* Exercise objective:
From the soup recipe below, reproduce word for word the passage between "This soup represents" and "halved (any variety)", inclusive.

* Text provided:
Recipe: Roast Tomato and Butter Bean Soup with Sourdough Croutons
Roasting the tomatoes first concentrates their flavour into something almost sweet and smoky. Add butter beans for body, and the result is a deeply satisfying soup that comes together in under an hour.

This soup represents everything I want from a weeknight dinner: deeply flavoured, genuinely filling, and simple enough that the process doesn’t outpace the pleasure. The roasting step is what elevates it beyond basic tomato soup — a good 45 minutes in a hot oven transforms even mediocre tomatoes into something jammy and complex. In summer, with good ripe tomatoes, it becomes something extraordinary.
The butter beans add protein and a silky, almost creamy texture that you don’t get from a purely tomato-based soup. I’ve served this to confirmed bean-sceptics who asked for the recipe.
Ingredients
1.2kg ripe tomatoes, halved (any variety)
1 bulb garlic, top sliced off to expose the cloves
1 large red onion, quartered
4 tbsp olive oil
1 tsp sugar
1 tsp dried oregano
Salt and pepper
2 × 400g tins butter beans, drained
500ml vegetable stock
1 tbsp red wine vinegar
Small handful fresh basil
For the Croutons
4 thick slices sourdough, torn into rough chunks
3 tbsp olive oil
1 clove garlic, minced
Flaky salt
Method
Preheat your oven to 200°C (400°F). Arrange the tomatoes cut-side up on a large roasting tray along with the garlic bulb and onion quarters. Drizzle over the olive oil, sprinkle with sugar, oregano, salt, and a generous amount of black pepper. Roast for 40–45 minutes until the tomatoes are collapsed, caramelised at the edges, and deeply fragrant.
While the tomatoes roast, make the croutons. Toss the torn sourdough with olive oil, garlic, and flaky salt, spread on a baking tray, and roast at the same temperature for 12–15 minutes until golden and crunchy. These can share oven space with the tomatoes.

* Data listing:
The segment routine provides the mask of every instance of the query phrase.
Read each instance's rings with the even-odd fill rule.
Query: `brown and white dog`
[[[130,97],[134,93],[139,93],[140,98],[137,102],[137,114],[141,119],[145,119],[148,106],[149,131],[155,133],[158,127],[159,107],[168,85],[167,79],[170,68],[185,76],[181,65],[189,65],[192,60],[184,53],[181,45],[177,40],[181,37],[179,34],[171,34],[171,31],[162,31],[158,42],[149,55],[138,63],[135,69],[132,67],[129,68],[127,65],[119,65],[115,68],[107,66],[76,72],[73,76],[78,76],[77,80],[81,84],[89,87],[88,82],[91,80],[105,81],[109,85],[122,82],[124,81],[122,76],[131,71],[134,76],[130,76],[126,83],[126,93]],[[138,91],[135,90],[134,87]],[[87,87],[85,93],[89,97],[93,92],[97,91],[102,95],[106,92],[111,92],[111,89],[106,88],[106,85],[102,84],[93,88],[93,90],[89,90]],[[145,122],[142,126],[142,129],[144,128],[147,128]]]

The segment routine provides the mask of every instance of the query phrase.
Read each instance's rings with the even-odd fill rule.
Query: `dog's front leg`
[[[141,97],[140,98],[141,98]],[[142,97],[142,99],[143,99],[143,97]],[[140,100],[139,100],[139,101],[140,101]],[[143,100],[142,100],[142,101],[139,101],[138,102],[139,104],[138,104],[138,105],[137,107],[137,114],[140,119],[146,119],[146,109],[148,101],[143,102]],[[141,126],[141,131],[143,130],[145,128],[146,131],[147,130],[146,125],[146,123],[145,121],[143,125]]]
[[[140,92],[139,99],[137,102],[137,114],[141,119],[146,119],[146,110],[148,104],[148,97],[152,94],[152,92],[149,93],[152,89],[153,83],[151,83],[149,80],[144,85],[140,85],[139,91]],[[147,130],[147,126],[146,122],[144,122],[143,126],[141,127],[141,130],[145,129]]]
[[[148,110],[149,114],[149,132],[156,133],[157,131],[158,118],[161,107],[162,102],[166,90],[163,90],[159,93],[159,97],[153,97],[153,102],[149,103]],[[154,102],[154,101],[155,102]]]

* Written response:
This soup represents everything I want from a weeknight dinner: deeply flavoured, genuinely filling, and simple enough that the process doesn’t outpace the pleasure. The roasting step is what elevates it beyond basic tomato soup — a good 45 minutes in a hot oven transforms even mediocre tomatoes into something jammy and complex. In summer, with good ripe tomatoes, it becomes something extraordinary.
The butter beans add protein and a silky, almost creamy texture that you don’t get from a purely tomato-based soup. I’ve served this to confirmed bean-sceptics who asked for the recipe.
Ingredients
1.2kg ripe tomatoes, halved (any variety)